-- Opening Marker --

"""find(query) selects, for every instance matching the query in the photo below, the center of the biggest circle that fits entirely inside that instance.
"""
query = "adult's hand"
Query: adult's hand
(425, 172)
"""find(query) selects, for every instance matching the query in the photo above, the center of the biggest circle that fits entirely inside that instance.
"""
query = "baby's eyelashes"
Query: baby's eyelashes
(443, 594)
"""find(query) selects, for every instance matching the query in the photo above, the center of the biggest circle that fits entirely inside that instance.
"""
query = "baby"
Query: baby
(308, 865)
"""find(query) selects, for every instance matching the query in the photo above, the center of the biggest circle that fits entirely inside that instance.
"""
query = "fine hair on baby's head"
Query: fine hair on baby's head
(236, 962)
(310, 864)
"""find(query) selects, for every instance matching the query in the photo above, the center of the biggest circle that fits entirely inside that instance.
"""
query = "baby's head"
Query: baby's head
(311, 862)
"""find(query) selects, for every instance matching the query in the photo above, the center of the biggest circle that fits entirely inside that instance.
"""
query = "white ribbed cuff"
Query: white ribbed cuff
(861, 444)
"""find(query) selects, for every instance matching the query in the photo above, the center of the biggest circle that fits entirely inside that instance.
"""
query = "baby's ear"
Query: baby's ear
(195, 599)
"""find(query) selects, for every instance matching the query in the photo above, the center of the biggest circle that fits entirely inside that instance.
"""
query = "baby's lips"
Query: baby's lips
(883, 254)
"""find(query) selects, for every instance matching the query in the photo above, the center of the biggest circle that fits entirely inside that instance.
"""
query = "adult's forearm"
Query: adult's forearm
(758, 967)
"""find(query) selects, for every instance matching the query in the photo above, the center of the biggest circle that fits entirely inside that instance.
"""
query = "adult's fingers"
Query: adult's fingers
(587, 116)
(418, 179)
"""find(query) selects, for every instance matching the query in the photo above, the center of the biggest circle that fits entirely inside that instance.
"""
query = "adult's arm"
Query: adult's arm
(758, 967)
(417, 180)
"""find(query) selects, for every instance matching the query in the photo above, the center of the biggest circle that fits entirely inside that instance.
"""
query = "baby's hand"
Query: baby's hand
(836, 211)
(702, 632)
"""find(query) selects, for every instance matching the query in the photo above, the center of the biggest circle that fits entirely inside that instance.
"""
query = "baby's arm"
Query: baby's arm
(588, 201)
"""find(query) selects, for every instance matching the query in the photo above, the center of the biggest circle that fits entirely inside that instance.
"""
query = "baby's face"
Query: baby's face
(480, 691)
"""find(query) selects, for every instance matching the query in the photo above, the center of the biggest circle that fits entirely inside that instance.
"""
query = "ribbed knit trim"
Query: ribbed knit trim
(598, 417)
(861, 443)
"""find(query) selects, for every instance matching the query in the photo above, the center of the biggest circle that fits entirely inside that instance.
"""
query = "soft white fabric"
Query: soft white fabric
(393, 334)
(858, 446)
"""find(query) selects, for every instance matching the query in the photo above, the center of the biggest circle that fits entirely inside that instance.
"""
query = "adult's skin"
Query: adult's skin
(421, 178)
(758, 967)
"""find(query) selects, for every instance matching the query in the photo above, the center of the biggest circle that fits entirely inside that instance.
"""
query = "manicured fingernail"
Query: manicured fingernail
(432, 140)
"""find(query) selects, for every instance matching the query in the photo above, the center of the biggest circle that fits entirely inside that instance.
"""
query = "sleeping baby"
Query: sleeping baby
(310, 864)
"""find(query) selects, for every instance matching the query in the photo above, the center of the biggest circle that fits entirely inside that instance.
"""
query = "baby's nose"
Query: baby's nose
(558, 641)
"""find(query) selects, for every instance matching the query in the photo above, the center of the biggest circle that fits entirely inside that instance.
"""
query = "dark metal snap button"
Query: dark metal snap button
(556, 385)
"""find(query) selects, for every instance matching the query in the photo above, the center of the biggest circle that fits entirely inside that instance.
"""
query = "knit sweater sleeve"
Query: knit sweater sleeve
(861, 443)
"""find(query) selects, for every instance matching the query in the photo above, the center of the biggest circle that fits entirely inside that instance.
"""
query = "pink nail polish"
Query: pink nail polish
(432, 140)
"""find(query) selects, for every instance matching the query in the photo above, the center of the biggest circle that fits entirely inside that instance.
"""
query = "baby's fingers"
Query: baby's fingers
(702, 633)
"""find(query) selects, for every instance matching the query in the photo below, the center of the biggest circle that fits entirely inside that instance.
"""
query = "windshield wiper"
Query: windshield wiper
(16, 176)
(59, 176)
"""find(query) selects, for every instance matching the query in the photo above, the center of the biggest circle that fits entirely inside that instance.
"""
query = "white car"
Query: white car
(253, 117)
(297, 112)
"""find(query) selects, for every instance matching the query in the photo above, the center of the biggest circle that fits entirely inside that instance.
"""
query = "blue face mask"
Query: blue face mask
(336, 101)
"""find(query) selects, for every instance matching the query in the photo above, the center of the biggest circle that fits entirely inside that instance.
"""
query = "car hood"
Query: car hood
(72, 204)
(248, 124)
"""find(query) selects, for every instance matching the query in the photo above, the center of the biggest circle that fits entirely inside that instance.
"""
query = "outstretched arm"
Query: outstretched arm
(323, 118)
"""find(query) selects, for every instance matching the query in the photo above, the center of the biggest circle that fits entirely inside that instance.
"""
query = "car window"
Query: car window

-- Closing Marker --

### Work order
Please give back all of the records exactly as written.

### Answer to the exercise
"""find(query) selects, for every instance matching the query in the photo below, the center of the biggest circle that fits entirely inside that instance.
"""
query = "adult's hand"
Query: adult's hand
(425, 172)
"""find(query) selects, for every instance matching the query in the photo above, the center of the biggest circle that fits entirely inside that instance.
"""
query = "baby's eyelashes"
Query: baby's eyelashes
(443, 594)
"""find(query) selects, for every instance matching the query in the photo above, the center of the biggest circle that fits entirely inside that instance.
"""
query = "baby"
Query: baby
(308, 865)
"""find(query) selects, for every instance matching the query in the photo above, the center of the biggest circle that fits entirely inside that instance.
"""
query = "fine hair on baby's head"
Query: fine hair on baby's head
(236, 962)
(310, 864)
"""find(query) selects, for every instance matching the query in the photo above, the center of the biggest circle that fits entirely inside that instance.
"""
query = "baby's head"
Query: baby's head
(311, 862)
"""find(query) selects, for every instance matching the query in the photo above, the center of the biggest circle that fits entirely inside that instance.
"""
query = "white ribbed cuff"
Query: white ribbed cuff
(861, 444)
"""find(query) selects, for every instance matching the query in the photo above, the center of the biggest circle that fits entirely inside that instance.
"""
query = "baby's ear"
Query: baby's ear
(195, 599)
"""find(query) selects, for every instance matching the query in the photo above, the center of the biggest circle that fits entirely inside that instance.
"""
query = "baby's lips"
Query: baby's lips
(883, 254)
"""find(query) selects, for every instance matching the query in the photo above, the center of the biggest circle that fits entirely inside that instance.
"""
query = "adult's forearm"
Query: adult's forearm
(758, 967)
"""find(query) selects, for every instance matching the query in the photo above, the center of the biggest circle that fits entirely inside that instance.
"""
query = "adult's fingers"
Query: adult's fingers
(587, 116)
(418, 179)
"""find(query) selects, for every instance matching the query in the photo above, the center of the biggest circle that fits entirely inside that instance.
"""
query = "adult's arm"
Query: adult's arm
(758, 967)
(417, 180)
"""find(query) selects, for every instance matching the query in the photo above, the center of the biggest circle that fits entirely inside that instance.
"""
query = "baby's hand"
Query: baby's hand
(836, 211)
(702, 632)
"""find(query) selects, for every instance matching the query in the photo above, the center of the biggest circle that fits entirely inside that instance.
"""
query = "baby's arm"
Query: baby's arm
(588, 201)
"""find(query) selects, for every instance matching the query in the photo above, the center of the biggest circle that fits entirely inside that instance.
"""
query = "baby's face"
Query: baby's face
(480, 691)
"""find(query) selects, for every instance matching the query in the photo above, the center of the biggest circle that fits entirely inside that instance.
"""
query = "ribbed knit trim"
Query: ribbed knit trim
(598, 417)
(861, 443)
"""find(query) selects, for every instance matching the query in the photo above, the center of the biggest circle that fits entirely inside that instance.
"""
query = "soft white fabric"
Query: soft white fabric
(393, 334)
(858, 446)
"""find(query) selects, for every instance matching the query in the photo above, the center of the biggest circle that fits entirely inside that instance.
"""
query = "adult's skin"
Query: adult's skin
(421, 178)
(758, 967)
"""find(query) selects, for every instance matching the query in the photo above, the center of the biggest circle that fits entirely inside that instance.
"""
query = "manicured fingernail"
Query: manicured fingernail
(432, 140)
"""find(query) selects, for every instance matching the query in the photo above, the center of the biggest circle that fits entirely inside that instance.
"""
query = "sleeping baby"
Query: sleeping baby
(310, 864)
"""find(query) selects, for every instance matching the query in the photo above, the center of the biggest circle that fits entirely inside that instance.
"""
query = "baby's nose"
Query: baby's nose
(558, 641)
"""find(query) selects, for every instance matching the query in the photo above, the center of the biggest circle that fits entirely inside that instance.
"""
query = "dark metal snap button"
Query: dark metal snap button
(556, 385)
"""find(query) selects, for every instance matching the query in the photo above, the center of the biggest circle that fits entirely inside that instance.
"""
query = "knit sweater sleeve"
Query: knit sweater sleeve
(861, 443)
"""find(query) selects, for every instance matching the query in the photo above, the center of the biggest circle that fits entirely inside that instance.
"""
query = "pink nail polish"
Query: pink nail polish
(432, 140)
"""find(query) selects, for every instance matching the query in the photo above, the center of the biggest circle that fits entirely inside that instance.
"""
query = "baby's fingers"
Query: baby's fingers
(702, 633)
"""find(query) selects, for every instance matching the query in the photo below, the center of the biggest circle that fits entirely inside that instance.
"""
query = "windshield wiper"
Query: windshield wiper
(16, 176)
(59, 176)
"""find(query) selects, for every instance matching the query in the photo above, the center of the biggest circle that fits entirely inside that instance.
"""
query = "white car"
Query: white car
(253, 117)
(297, 112)
"""find(query) selects, for every instance matching the query in the photo above, the center of the biggest circle that fits entirely inside that instance.
"""
query = "blue face mask"
Query: blue face mask
(336, 101)
"""find(query) selects, for every instance matching the query in the photo above, the center of the biggest circle that fits entirely inside that instance.
"""
query = "car hood"
Query: car hood
(72, 204)
(248, 124)
"""find(query) selects, for every instance matching the query in the photo above, the center of the biggest circle that fits entirely inside that instance.
"""
query = "outstretched arm"
Query: outstretched arm
(323, 118)
"""find(query) selects, for every instance matching the query in the photo above, the center of the biggest circle that fits entirely inside that instance.
"""
query = "car window"
Query: car window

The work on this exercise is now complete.